■ Exercise set
1. For the cluster program documentation, decide whether each statement below agrees with it: (a) the raw data shown by the debugging flag is written to the clumps output file; (b) the actual sequences are shown whether showfragments is on or off; (c) parameter 3, writepairs, must also be on for the debugging flag to work. Answer yes or no for each and quote the words of the documentation that decide it.
2. According to the cluster program documentation, what statement appears when showfragments is turned off?
3. Continue the cluster program documentation from the point where it stops.

■ Quoted passage
▶

Delila Program: cluster

cluster program

Documentation for the cluster program is below, with links to related programs in the "see also" section.

{version = 5.06; (* of cluster.p 1992 September 18}

(* begin module describe.cluster *)
   cluster: cluster indana subindexes into groups of duplicate entries

   cluster(clusterp: in, subind: in, inst: in, book: in,
           pairs: out, clumps: out, output: out)

   clusterp: The cluster parameter file that consists of the following:
             FIRST LINE  'y' turns the flag on, 'n' turns it off
                  (debugging) allows one to look at raw data in the bags.
             The debugging flag controls the printing of the raw data above the
             regular output of the cluster program, which is created solely by
             procedure showRAWbag.  This can then be compared with the data in
             the chart for correctness.  Raw data consists of the series of
             coordinate pairs in the bag and the sides they are matched on.
             printed above the standard output structure.

             example: -  (  630,   69)   R
                      L  (  649,   88)   -  {20}  {20}
                                          |   630       663
                      HUMUK               |     ----------
                                          |         34
                      HUMUPA              |     ----------
                                          |    69       102

             It is important to note that the raw data will only appear in the
             pairs output file, and will not be written in clumps at all.  This
             means that parameter 3, writepairs, must also be turned on for
             this flag to be effective.

             SECOND LINE 'y' turns the flag on, 'n' turns it off
                  (showfragments) allows one to see pairs that are fragmented.
             The showfragments toggle controls printing the outputs of pairs
             with "imperfect" matches.  That is, in some cases a repeating
             sequence will match in several frames, causing repeated sequence
             matching and producing a large list of coordinate pairs.  This
             list can be shown if the parameter is turned on, but the statement
             "WARNING:  sequence pairs are overmatched" will appear if it is
             turned off.  The actual sequences will be shown in either case,
             so the comparison can always be done by hand by the user.  The
             output is excessively long, but the sequences will be shown, so
             the comparison can be done by the user.

             example:    1     acggatcgtgtgtgtgtgtgtgtgtacgatcggatcgat
                         2     acggatcgtgtgtgtgtgtgtgtgtacgatcggatcgat

             These sequences will have matches between all of the 'gt' base
             pairs, resulting in an overwhelming number of matches.  The
             maximum number of possible matches is found by taking the length
             of the sequences and dividing it by the value in the overmatched
             parameter (FIFTH LINE) times the number of instructions that
             match between any two pieces in the dbinst.  This results in
             a maximum number of matches between any two pieces.  Any pieces
             above this limit will can have their output completely shown or
             can generate a warning message (see showfragments, SECOND LINE).
      In addition to preventing the example case, showfragments will
      also prevent the display of any other case that may cause an
      excessive number of matches.

◀

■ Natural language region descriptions
▶

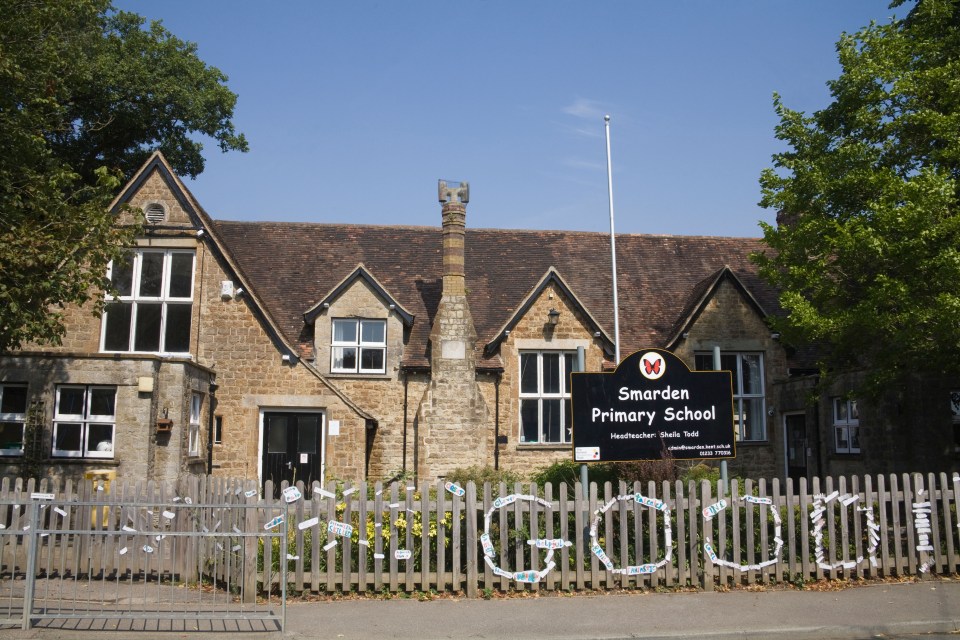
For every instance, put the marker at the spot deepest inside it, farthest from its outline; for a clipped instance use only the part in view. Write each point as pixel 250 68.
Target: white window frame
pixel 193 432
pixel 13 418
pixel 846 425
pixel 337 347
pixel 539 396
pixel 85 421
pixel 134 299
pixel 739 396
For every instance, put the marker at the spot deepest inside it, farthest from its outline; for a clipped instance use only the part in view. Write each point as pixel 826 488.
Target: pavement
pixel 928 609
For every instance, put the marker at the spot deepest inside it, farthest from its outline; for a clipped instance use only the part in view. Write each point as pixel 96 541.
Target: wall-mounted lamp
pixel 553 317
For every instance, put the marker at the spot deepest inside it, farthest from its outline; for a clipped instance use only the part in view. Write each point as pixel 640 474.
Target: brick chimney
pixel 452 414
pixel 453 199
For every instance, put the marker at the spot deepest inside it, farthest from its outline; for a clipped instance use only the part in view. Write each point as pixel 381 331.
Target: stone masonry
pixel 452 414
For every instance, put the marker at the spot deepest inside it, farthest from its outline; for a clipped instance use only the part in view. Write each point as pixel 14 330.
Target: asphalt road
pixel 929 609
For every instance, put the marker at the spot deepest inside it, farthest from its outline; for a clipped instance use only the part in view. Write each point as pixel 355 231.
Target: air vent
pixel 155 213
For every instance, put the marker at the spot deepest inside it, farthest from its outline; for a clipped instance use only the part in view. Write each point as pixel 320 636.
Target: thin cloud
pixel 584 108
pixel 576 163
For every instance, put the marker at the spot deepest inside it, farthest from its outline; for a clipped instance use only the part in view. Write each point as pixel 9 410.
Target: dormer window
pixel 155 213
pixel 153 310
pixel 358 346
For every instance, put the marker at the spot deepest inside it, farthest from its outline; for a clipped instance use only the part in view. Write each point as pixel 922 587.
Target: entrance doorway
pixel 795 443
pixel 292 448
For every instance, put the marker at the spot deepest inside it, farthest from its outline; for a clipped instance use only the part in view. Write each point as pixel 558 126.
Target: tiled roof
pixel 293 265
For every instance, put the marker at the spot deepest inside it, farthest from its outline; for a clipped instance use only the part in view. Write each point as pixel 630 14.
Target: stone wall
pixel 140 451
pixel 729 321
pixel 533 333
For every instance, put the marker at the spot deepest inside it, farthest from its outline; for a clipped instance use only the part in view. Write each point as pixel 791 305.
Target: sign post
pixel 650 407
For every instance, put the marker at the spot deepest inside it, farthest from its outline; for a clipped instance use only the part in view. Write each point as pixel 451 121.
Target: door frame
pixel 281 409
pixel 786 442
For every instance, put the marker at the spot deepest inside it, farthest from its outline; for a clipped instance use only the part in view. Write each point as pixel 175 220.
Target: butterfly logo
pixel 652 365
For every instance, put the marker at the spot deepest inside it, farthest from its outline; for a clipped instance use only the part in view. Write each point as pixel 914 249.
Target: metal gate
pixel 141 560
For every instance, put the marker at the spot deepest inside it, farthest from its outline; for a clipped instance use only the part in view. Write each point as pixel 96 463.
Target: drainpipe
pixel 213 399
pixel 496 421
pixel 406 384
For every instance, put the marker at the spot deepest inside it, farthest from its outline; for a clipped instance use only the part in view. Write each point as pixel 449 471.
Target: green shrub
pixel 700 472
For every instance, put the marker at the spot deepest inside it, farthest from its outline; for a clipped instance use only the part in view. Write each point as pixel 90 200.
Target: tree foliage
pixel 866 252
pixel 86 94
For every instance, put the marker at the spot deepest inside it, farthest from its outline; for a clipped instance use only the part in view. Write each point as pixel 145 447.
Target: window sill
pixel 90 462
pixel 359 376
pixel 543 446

◀

■ Answers below
1.
(a) No: "the raw data will only appear in the pairs output file, and will not be written in clumps at all."
(b) Yes: "The actual sequences will be shown in either case"
(c) Yes: "This means that parameter 3, writepairs, must also be turned on for this flag to be effective."

2. The statement "WARNING:  sequence pairs are overmatched" appears.

3.
             THIRD LINE 'y' turns the flag on, 'n' turns it off
                  (writepairs) controls the printing of the pairs output file.
             If writepairs is on, the original clustering pairlist will be
             printed into the output file pairs.  If it is off, this file will
             not be printed.  This parameter must be turned on to effectively
             use the debugging parameter (see FIRST LINE).

             FOURTH LINE 'y' turns the flag on, 'n' turns it off
                  (writeclumps) controls printing of the clumps output file.
             If writeclumps is on, the original clustering pairlist will be
             sent through the clumping procedures.  The output file clumps will
             contain the sequences involved in the matches on the pair in
             addition to the clumped version of the pairlist.  The clumping
             process takes an excessive amount of time for very large files,
             since the program must traverse the entire pairlist to find all
             related pairs, then put the pairs on to the clumplist, then go
             through the book and find sequences to match every instruction
             in every pair of every clump.  Although it is much easier to
             determine which pieces are true repeats through use of the clumps
             file, it is certainly possible to do so by simply using the pairs
             output file.

             FIFTH LINE any integer
                    (matchparameter) is the number of matches to be allowed
             between two instructions.  This can be determined by dividing the
             sequence length from the book by the minimum window size from the
             subindex, or a maximum number of matches between instructions can
      be set.  An integer less than or equal to 0 will calculate maximum
      matches using the above method.  Any number greater than 0 will be
      used as the new maximum matches.

             example:  if the instructions call for the sequences

               piece1: get from 100 -50 to 100 +50;
               piece2: get from 200 -50 to 200 +50;

               The sequence length is 101.  If the windowsize read from the
               subindex = 15, then 6 possible matches can occur between these
               two instructions (101 div 15 = 6).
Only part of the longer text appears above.